### WHAT THE TASK ASKS
Continue the email thread about the mptcp_connect self-test failures, starting immediately after its final line.

### TEXT EXCERPT
· · ·
On Mon, Jul 21, 2025 at 5:30 AM Eric Dumazet <edumazet@google.com> wrote:
>
> On Mon, Jul 21, 2025 at 3:50 AM Paolo Abeni <pabeni@redhat.com> wrote:
> >
> > On 7/21/25 10:04 AM, Eric Dumazet wrote:
> > > On Fri, Jul 18, 2025 at 10:25 AM Paolo Abeni <pabeni@redhat.com> wrote:
> > >>
> > >> The nipa CI is reporting frequent failures in the mptcp_connect
> > >> self-tests.
> > >>
> > >> In the failing scenarios (TCP -> MPTCP) the involved sockets are
> > >> actually plain TCP ones, as fallback for passive socket at 2whs
> > >> time cause the MPTCP listener to actually create a TCP socket.
> > >>
> > >> The transfer is stuck due to the receiver buffer being zero.
· · ·
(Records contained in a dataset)
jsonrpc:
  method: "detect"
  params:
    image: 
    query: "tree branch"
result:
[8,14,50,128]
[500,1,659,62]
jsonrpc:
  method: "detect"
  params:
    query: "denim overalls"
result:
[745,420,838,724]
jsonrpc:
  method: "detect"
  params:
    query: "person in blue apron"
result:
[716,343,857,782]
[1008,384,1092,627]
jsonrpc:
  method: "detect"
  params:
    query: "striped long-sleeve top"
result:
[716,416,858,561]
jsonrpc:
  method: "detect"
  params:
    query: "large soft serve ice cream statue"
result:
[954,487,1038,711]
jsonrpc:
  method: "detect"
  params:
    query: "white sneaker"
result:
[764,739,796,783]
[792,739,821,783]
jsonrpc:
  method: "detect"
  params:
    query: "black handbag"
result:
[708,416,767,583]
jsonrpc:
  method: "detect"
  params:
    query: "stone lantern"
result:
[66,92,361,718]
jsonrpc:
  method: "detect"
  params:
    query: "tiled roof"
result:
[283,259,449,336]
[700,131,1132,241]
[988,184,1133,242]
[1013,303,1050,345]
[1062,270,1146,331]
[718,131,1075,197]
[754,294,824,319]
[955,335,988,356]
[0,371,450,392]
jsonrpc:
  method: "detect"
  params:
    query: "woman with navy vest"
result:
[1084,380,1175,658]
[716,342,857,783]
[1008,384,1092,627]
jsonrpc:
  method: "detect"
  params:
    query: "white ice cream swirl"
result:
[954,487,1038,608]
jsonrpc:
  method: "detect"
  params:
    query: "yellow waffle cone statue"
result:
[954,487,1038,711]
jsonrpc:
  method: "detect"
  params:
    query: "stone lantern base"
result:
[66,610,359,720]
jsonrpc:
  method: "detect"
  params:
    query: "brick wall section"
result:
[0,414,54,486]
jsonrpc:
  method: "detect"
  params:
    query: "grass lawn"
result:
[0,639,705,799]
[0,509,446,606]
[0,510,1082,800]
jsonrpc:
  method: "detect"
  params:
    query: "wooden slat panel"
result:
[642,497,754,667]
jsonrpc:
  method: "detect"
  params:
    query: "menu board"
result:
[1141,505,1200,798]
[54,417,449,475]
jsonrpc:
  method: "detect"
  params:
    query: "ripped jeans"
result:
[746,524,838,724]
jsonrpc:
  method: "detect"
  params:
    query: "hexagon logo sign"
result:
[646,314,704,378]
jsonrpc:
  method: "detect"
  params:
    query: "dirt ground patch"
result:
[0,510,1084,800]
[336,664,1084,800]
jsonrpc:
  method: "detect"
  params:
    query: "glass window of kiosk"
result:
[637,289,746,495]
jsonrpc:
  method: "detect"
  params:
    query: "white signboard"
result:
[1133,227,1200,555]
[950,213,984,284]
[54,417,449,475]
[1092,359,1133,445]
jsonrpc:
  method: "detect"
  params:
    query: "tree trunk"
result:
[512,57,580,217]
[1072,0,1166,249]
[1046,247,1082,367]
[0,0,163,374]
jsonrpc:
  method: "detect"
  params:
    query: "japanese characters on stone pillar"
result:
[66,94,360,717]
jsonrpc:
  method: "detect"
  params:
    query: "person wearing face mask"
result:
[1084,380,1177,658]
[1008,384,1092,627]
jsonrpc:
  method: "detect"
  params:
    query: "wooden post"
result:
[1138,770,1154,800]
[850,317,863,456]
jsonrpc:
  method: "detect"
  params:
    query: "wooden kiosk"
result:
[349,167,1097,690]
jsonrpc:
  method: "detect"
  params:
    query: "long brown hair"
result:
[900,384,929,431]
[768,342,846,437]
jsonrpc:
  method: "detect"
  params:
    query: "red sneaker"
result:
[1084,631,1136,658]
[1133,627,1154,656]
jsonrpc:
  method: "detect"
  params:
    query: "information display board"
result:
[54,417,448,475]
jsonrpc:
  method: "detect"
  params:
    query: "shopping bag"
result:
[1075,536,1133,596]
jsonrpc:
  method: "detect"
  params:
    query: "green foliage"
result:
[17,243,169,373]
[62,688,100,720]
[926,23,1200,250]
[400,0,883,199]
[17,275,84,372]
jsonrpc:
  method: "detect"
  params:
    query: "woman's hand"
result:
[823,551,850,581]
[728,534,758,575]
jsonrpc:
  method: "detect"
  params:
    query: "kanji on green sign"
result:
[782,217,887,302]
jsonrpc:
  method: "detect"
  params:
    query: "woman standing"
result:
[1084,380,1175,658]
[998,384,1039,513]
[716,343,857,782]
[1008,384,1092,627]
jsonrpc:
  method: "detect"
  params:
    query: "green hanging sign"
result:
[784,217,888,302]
· · ·
### WRITTEN RESPONSE
> > >> With the stronger check in place, tcp_clamp_window() can be invoked
> > >> while the TCP socket has sk_rmem_alloc == 0, and the receive buffer
> > >> will be zeroed, too.
> > >>
> > >> Pass to tcp_clamp_window() even the current skb truesize, so that
> > >> such helper could compute and use the actual limit enforced by
> > >> the stack.
> > >>
> > >> Fixes: 1d2fbaad7cd8 ("tcp: stronger sk_rcvbuf checks")
> > >> Signed-off-by: Paolo Abeni <pabeni@redhat.com>
> > >> ---
> > >>  net/ipv4/tcp_input.c | 12 ++++++------
> > >>  1 file changed, 6 insertions(+), 6 deletions(-)
> > >>
> > >> diff --git a/net/ipv4/tcp_input.c b/net/ipv4/tcp_input.c
> > >> index 672cbfbdcec1..c98de02a3c57 100644
> > >> --- a/net/ipv4/tcp_input.c
> > >> +++ b/net/ipv4/tcp_input.c
> > >> @@ -610,24 +610,24 @@ static void tcp_init_buffer_space(struct sock *sk)
> > >>  }
> > >>
> > >>  /* 4. Recalculate window clamp after socket hit its memory bounds. */
> > >> -static void tcp_clamp_window(struct sock *sk)
> > >> +static void tcp_clamp_window(struct sock *sk, int truesize)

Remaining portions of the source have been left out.